**Work required:** An exact transcription of the entries is required, with no images included.

- Opening Delimiter -

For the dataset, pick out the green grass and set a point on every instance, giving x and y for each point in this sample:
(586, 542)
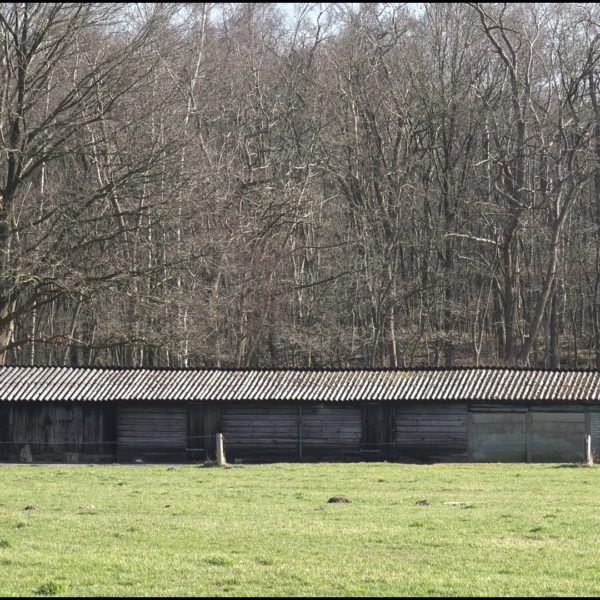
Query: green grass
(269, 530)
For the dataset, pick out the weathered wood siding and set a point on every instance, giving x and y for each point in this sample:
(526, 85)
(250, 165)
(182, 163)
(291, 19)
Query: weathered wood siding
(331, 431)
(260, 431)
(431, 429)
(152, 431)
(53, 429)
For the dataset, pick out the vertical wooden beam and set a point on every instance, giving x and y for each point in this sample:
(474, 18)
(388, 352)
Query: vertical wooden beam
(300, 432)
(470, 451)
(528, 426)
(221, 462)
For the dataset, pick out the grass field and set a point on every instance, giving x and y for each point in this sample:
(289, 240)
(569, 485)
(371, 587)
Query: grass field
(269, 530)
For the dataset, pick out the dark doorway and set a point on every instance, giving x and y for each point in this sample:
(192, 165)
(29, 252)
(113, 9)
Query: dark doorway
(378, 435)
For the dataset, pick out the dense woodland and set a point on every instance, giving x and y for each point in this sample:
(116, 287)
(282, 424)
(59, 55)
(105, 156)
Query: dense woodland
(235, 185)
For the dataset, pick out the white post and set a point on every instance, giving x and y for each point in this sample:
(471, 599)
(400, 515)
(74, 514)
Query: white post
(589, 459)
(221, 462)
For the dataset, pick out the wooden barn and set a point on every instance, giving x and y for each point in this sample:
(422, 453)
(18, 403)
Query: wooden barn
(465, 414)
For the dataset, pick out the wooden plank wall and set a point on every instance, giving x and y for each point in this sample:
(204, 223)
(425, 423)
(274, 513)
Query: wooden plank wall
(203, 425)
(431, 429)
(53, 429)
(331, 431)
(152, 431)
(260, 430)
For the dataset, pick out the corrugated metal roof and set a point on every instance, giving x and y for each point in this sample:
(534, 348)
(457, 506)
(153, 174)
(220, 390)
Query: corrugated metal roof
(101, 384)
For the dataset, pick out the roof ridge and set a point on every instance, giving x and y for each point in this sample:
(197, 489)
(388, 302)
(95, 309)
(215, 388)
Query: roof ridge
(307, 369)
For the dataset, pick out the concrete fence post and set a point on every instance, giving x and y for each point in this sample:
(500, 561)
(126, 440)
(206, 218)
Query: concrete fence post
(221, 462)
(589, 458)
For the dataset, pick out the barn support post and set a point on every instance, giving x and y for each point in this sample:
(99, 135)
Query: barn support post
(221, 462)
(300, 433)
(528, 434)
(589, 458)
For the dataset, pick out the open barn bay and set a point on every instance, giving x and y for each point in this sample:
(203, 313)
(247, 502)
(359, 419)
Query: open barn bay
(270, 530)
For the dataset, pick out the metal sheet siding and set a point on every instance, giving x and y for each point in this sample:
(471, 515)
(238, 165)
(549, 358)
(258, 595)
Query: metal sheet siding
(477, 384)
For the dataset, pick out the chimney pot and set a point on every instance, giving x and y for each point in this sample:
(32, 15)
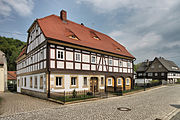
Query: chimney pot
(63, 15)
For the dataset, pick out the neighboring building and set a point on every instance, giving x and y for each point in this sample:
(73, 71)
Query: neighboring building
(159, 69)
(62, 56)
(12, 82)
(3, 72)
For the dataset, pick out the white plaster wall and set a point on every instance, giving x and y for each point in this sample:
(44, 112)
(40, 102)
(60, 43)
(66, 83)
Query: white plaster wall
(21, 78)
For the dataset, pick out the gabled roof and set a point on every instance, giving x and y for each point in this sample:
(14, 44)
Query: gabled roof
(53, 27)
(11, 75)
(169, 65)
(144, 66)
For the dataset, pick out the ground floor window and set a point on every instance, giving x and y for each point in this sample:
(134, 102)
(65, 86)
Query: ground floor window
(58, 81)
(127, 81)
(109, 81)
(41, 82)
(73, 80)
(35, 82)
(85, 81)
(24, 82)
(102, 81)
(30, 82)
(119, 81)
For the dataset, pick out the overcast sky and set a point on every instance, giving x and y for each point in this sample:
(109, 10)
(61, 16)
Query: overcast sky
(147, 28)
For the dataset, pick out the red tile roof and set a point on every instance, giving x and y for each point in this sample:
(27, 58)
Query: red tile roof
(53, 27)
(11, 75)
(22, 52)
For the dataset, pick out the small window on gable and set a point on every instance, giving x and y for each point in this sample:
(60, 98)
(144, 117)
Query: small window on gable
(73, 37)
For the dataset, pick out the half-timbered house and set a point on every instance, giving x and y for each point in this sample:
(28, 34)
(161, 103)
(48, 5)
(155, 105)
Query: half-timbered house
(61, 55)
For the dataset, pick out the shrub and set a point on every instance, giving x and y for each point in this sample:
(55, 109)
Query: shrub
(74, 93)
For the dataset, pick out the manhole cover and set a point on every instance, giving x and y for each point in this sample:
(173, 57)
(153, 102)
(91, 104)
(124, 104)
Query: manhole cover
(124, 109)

- Closing Delimiter -

**Answer:**
For the dataset, pick out the green grass and set a point on every instance, giving x and y for each point in this sample:
(586, 542)
Query: green grass
(269, 530)
For the dataset, pick out the weathered wood siding and set a point on every instance, giving x and y for each point in this sample:
(526, 85)
(250, 165)
(182, 163)
(291, 19)
Query: weathered wood siding
(331, 431)
(260, 431)
(431, 429)
(152, 431)
(53, 429)
For the dataset, pick out the vertical wooden beam and set a point on every instance, giving x and y for each point in this sample:
(474, 18)
(388, 352)
Query: vertical wooden beam
(300, 432)
(470, 451)
(528, 426)
(221, 462)
For the dataset, pick out the grass field and set a point on every instance, giving x and y for each point in this sample:
(289, 240)
(569, 485)
(371, 587)
Query: grass field
(269, 530)
For the dataset, pick out the dark doorway and set a point on every instance, giving x and y for each point in this sample:
(192, 165)
(29, 252)
(113, 9)
Query: dark doorway
(378, 435)
For the dataset, pick out the dense woodland and set a point on every instance, giving x and y for each point in this sample:
(116, 287)
(282, 424)
(59, 55)
(105, 156)
Query: dense woodland
(235, 185)
For the dataset, pick out the white post and set a point on every instance, giving x and y for each point in this sample:
(471, 599)
(400, 515)
(74, 514)
Query: white post
(589, 459)
(221, 462)
For the dataset, pick out the wooden barn and set a point on every instance, giving x and y for each point in this sample:
(422, 453)
(18, 403)
Query: wooden barn
(465, 414)
For the dataset, pick out the wooden plank wall and set a point on every instance, giving x and y for each point in this sample:
(204, 223)
(425, 423)
(274, 513)
Query: wooden plank wall
(203, 425)
(431, 429)
(53, 429)
(331, 431)
(152, 431)
(260, 430)
For the dataset, pick out the corrugated metal roof and set a point on every instance, giving x and y for each point in this sample:
(534, 348)
(457, 506)
(153, 174)
(220, 390)
Query: corrugated metal roof
(101, 384)
For the dataset, pick out the roof ridge and set a point on every instance, giving x and y for each point in this sample:
(197, 489)
(388, 302)
(95, 309)
(215, 388)
Query: roof ridge
(307, 369)
For the dataset, pick out the concrete fence post and set a point on every instance, giving x and y for each point in this sample:
(500, 561)
(126, 440)
(206, 218)
Query: concrete fence post
(221, 462)
(589, 458)
For the dataset, pick out the barn support post and set a point on every instance, giving x and y for each point in this sample:
(99, 135)
Query: barn support post
(221, 462)
(300, 433)
(528, 434)
(589, 458)
For the dataset, pick out the open barn bay and set a point on every instance, giving x and y for each point in this sample:
(203, 313)
(247, 502)
(359, 419)
Query: open barn bay
(270, 530)
For the dataset, pick out the metal sheet siding and set a point on every instance, giving x and y for each point in this sample:
(471, 515)
(238, 165)
(549, 358)
(258, 595)
Query: metal sheet siding
(477, 384)
For the dataset, pick out the chimney pot and set a point on every instance, giving x and y for each point in this sample:
(32, 15)
Query: chimney pot
(63, 15)
For the dataset, pick out the neighboring building and set a point on every instance, giving x and y for each point in this sample:
(73, 71)
Query: neighboring building
(159, 69)
(62, 56)
(12, 82)
(3, 72)
For the dataset, pick out the white plaster wall and set a point on every instance, giving x and y for each point in this sample:
(44, 112)
(40, 102)
(60, 43)
(66, 83)
Query: white plaster wall
(21, 78)
For the dataset, pick out the gabled roof and set a point on every instance, giving x and y for each point in this sample:
(14, 44)
Query: gabled roof
(53, 27)
(11, 75)
(169, 65)
(144, 66)
For the dataset, pick out the ground floor window and set a point on every instance, giving x and y for each point in this sample:
(134, 102)
(65, 86)
Query: ground floor window
(58, 81)
(127, 81)
(109, 81)
(41, 82)
(73, 80)
(35, 82)
(85, 81)
(24, 82)
(102, 81)
(30, 82)
(119, 81)
For the dataset, pick out the overcast sky and set a point on every instance, giving x and y for each point in this sample:
(109, 10)
(61, 16)
Query: overcast sky
(147, 28)
For the dataset, pick out the red tile roof and set a point on every instance, giving x and y for each point in this sample:
(27, 58)
Query: red tile roof
(53, 27)
(11, 75)
(22, 52)
For the dataset, pick out the small window on gable and set a point on every instance, giving x and y for each point in this sample:
(60, 98)
(144, 117)
Query: small window on gable
(73, 37)
For the dataset, pick out the half-timbered house and set a point on every instance, giving x and y for each point in this sample:
(28, 34)
(161, 103)
(48, 5)
(155, 105)
Query: half-timbered house
(61, 55)
For the dataset, pick out the shrub and set a point on every instance, giving x and y for each point in this sample:
(55, 109)
Query: shrub
(74, 93)
For the dataset, pick out the manhole cover and set a point on every instance, giving x and y for each point in this sample:
(173, 57)
(153, 102)
(91, 104)
(124, 104)
Query: manhole cover
(124, 109)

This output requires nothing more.